→ **Passage given**:
╭──

Pete Warden writes convincingly about computer scientists’ focus on improving machine learning algorithms, to the exclusion of improving the training data that the algorithms interpret, and how that focus has slowed the progress of machine learning. The problem is as old as data-processing itself: garbage in, garbage out.

Assembling the large, well-labeled datasets needed to train machine learning systems is a tedious job (indeed, the whole point and promise of machine learning is to teach computers to do this work, which humans are generally not good at and do not enjoy). The shortcuts we take to produce datasets come with steep costs that are not well-understood by the industry.

For example, in order to teach a model to recognize attractive travel photos, Jetpac paid low-waged Southeast Asian workers to label pictures. These workers had a very different idea of a nice holiday than the wealthy people who would use the service they were helping to create: for them, conference reception photos of people in suits drinking wine in air-conditioned international hotels were an aspirational ideal — I imagine that for some of these people, the beach and sea connoted grueling work fishing or clearing brush, rather than relaxing on a sun-lounger.

╰──

Detection examples:

╭──

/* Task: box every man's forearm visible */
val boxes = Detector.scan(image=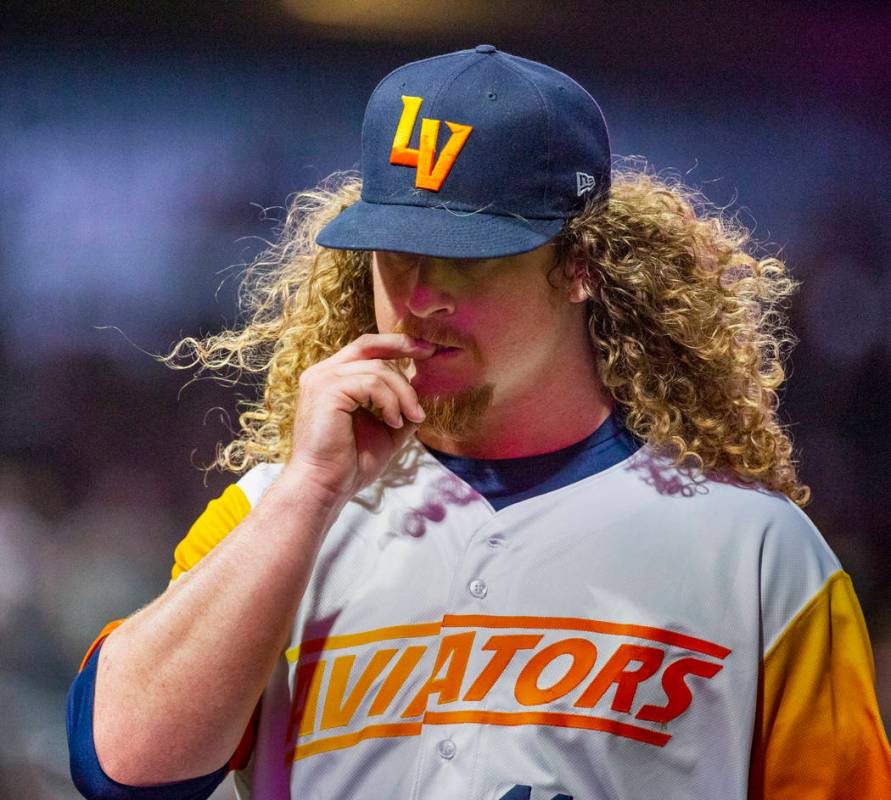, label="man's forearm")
[94,471,343,785]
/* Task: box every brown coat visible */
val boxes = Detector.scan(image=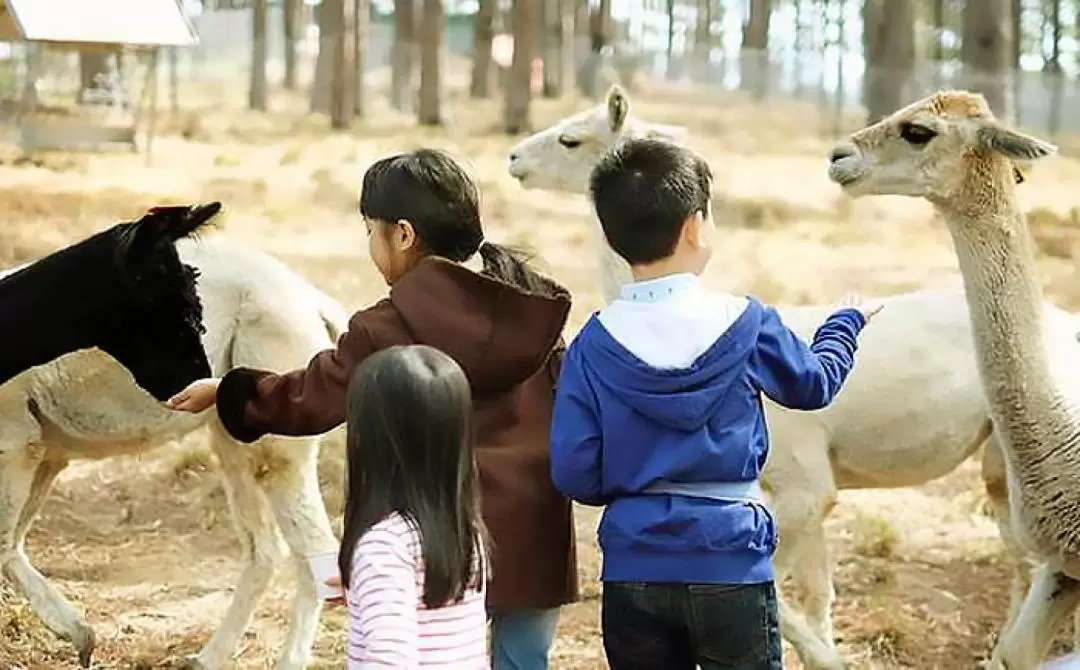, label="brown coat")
[217,258,578,609]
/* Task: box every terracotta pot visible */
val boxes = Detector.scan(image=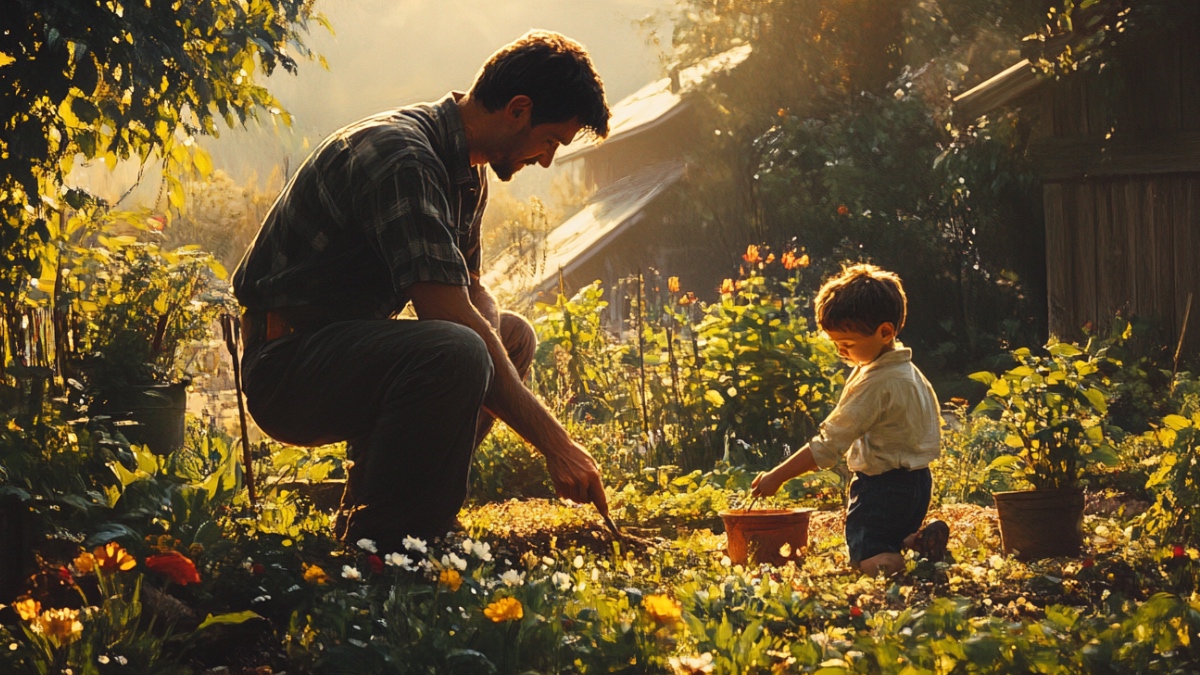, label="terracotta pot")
[720,508,812,565]
[992,488,1084,561]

╰──

→ **Exercise instructions**:
A. In the passage on machine learning data, list the features of the conference reception photos that the labelers saw as an aspirational ideal.
B. Sum up the passage on machine learning data in two sentences.
C. Carry on the passage on machine learning data from its last sentence.

→ **Answers to the problems**:
A.
People in suits
Drinking wine
In air-conditioned international hotels

B. Pete Warden argues that computer scientists have focused on improving machine learning algorithms rather than the data those algorithms interpret, and that this has slowed the field's progress. Assembling large, well-labeled datasets is tedious, and the shortcuts taken carry steep costs: Jetpac paid low-waged Southeast Asian workers to label travel photos, but their idea of a nice holiday differed greatly from that of the wealthy people who would use the service.

C.
Warden says that people who are trying to improve vision systems for drones and other robots run into problems using the industry standard Imagenet dataset, because those images were taken by humans, not drones, and humans take pictures in ways that are significanty different from the way that machines do — different lenses, framing, subjects, vantage-points, etc. Warden’s advice is for machine learning researchers to sit with their training data: sift through it, hand-code it, review it and review it again.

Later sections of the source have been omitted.